Yeah, for a second I thought this video was sponsored by Parallels
You can also use UTM to virtualize Windows, although it is slower with worse graphics support afaik.
UTM is interesting since it can virtualize not just ARM but x86 and PPC (Power PC) Motorola 68K and anything else you can think of. I used UTM to virtualize MacOS 9 and open a Logic Pro project from like 1999 or 2000 from a SCSI drive. A Client lost his master copy of a album he recorded over 20 years ago in Logic and the newer versions of the app wouldn't open it so I tried UTM and it worked really well. I installed Logic Platinum from CDs and Giving the virtual machine 4 cores and 8 gigs of ram was more than any MacOS 9 machine ever had LOL. It actually ran better than any G4 or G5 Mac I ever owned.
@@joesalyers It's a frontend for Qemu, a general purpose emulator that is very common on Linux systems (and runs on Windows, macOS, and Linux.)
@@DistrosProjects Its great, I found it when searching for alternatives to parallels that could run old Power PC operating systems. IT WAS FREE!! On my linux systems I normally use Gnome Boxes since it is so simple but I was on a Mac so I tried UTM and it is great!!
UTM can be configured to "Virtualize" not "Emulate", the latter is slow, as you are recreating x86 via software.
contrary to Parallels it can only use Windows insider builds which will expire at some point
I used to have a few regular customers at an old job selling macs who worked for FEMA. They needed the most reliable hardware possible, but had to run windows. They’d buy 15” MacBook Pros from me, and make the Mac OS X (this was 10+ years ago) partition as small as possible and never look at it again.
why not to buy a thinkpad then?
You should mention that the new vmWare for Mac is free and it does everything that the paid parallels shown in this video does.
Two weeks ago I configured a Windows 11 Home in Parallels on the M2 MacBook Air. It's pretty magical how all those x86 and x64 programs just work. I did not join the Insider program, though (the settings app confirms this). Parallels downloaded and installed it without me having to join anything.
Parallels is a poor substitute for Bootcamp.
I was running windows on Mac from a hard drive boot or virtualization. Then I discovered bootcamp and it is incredible, especially that you can partition your hard drive for Windows and when you dont need it anymore you can merge it back.

○ ○ ○ ○

- _Prompt 1_: According to the comments, why did one commenter use UTM to virtualize MacOS 9?

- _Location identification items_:
○ ○ ○ ○

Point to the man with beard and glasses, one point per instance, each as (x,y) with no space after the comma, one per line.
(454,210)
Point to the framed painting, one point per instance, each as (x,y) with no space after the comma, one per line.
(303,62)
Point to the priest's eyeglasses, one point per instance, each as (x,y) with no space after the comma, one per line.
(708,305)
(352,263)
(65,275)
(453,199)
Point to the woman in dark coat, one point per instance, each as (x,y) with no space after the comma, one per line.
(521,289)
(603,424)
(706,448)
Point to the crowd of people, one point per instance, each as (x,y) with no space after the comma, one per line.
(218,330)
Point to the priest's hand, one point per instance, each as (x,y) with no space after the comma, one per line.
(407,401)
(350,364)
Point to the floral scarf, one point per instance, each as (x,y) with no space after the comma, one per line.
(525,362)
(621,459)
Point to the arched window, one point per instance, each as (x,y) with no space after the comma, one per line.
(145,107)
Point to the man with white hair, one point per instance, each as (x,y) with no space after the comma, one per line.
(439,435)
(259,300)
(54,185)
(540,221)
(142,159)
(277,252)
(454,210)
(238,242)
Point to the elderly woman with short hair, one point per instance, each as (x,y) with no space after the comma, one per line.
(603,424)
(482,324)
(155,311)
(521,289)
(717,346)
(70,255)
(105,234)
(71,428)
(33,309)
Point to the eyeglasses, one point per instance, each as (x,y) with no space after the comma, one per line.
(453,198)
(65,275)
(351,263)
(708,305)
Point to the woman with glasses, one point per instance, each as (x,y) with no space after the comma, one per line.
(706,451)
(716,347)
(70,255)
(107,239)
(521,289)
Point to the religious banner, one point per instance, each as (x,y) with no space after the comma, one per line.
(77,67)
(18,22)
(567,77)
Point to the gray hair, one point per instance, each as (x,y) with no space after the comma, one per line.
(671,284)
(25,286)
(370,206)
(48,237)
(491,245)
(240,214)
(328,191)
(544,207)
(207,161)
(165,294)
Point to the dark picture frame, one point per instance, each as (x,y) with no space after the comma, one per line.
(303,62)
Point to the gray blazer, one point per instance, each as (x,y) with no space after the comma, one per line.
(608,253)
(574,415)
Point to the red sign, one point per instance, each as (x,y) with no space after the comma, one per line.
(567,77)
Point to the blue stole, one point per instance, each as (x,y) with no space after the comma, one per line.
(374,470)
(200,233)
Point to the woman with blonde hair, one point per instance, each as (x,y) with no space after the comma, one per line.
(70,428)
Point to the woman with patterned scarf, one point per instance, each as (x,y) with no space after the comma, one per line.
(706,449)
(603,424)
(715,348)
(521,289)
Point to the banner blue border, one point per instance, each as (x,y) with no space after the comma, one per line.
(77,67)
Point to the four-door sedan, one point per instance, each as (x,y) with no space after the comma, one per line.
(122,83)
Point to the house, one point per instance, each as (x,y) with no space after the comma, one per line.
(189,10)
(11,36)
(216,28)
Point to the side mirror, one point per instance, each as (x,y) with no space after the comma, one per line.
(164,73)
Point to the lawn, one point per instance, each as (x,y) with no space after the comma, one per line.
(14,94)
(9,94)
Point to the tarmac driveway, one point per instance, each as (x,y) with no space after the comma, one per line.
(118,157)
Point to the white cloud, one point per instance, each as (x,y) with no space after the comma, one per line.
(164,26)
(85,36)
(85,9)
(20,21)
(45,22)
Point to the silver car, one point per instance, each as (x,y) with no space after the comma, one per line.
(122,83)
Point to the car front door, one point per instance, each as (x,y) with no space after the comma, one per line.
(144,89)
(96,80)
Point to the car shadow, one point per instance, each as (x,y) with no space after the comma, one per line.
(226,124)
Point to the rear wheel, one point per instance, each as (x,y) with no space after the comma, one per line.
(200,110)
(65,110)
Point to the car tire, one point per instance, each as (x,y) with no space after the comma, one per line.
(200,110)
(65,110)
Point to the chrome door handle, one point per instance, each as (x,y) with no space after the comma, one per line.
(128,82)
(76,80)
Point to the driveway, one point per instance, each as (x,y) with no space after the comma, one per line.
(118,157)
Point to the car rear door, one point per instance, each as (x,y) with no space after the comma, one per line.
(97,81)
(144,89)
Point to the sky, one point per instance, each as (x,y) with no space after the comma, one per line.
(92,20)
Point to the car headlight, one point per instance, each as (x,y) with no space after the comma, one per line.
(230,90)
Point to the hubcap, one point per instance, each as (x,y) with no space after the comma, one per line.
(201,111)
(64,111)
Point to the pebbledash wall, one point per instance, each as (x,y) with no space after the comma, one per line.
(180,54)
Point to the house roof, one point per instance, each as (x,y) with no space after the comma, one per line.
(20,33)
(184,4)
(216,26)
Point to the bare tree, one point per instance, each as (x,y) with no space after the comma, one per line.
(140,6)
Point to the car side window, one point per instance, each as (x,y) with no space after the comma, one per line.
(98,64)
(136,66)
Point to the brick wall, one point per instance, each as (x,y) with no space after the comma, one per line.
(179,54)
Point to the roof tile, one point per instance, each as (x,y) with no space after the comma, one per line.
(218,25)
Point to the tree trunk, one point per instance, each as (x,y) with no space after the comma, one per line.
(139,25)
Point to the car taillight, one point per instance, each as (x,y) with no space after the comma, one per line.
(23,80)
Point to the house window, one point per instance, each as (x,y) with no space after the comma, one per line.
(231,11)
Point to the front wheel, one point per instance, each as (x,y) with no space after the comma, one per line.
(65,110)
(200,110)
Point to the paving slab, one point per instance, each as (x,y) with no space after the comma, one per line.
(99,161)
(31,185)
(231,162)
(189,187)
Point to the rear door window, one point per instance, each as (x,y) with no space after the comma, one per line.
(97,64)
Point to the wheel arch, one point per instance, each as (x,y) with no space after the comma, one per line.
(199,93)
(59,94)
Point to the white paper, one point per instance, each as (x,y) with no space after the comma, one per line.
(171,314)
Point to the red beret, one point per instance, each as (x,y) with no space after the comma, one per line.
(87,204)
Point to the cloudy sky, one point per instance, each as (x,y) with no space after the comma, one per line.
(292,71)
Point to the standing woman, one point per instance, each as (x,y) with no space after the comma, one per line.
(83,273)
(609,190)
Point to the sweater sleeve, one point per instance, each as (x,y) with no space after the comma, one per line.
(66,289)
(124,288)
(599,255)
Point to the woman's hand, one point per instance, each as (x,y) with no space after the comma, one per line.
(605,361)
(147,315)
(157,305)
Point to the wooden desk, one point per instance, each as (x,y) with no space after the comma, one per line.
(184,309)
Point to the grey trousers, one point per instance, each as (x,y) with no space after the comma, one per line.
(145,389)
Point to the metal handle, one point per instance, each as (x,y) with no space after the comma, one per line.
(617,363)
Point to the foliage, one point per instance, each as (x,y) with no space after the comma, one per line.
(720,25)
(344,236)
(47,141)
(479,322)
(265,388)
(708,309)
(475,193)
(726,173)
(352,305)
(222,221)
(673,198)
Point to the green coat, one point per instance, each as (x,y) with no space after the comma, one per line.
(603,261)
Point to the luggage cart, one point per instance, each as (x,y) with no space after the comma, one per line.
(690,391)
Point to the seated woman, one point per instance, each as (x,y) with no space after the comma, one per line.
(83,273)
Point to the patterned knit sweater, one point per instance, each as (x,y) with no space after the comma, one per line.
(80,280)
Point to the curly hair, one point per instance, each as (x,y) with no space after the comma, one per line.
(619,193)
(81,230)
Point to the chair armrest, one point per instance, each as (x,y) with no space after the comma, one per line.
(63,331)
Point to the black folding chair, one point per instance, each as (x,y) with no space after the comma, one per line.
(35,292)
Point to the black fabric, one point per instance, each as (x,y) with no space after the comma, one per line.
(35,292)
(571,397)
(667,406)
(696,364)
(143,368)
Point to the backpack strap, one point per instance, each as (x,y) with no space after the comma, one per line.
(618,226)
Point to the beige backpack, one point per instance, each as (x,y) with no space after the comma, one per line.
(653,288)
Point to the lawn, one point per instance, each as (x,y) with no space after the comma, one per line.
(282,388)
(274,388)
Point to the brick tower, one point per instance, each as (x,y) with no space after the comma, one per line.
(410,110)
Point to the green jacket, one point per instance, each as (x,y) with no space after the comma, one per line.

○ ○ ○ ○

- _Prompt 2_: Show each row that contains the word "wall".

- _Complete answer 1_: A client had lost his master copy of an album he recorded in Logic over 20 years earlier, and newer versions of the app wouldn't open the project. The commenter therefore used UTM to run MacOS 9 and open the old Logic project from a SCSI drive.

- _Complete answer 2_:
Point to the pebbledash wall, one point per instance, each as (x,y) with no space after the comma, one per line.
Point to the brick wall, one point per instance, each as (x,y) with no space after the comma, one per line.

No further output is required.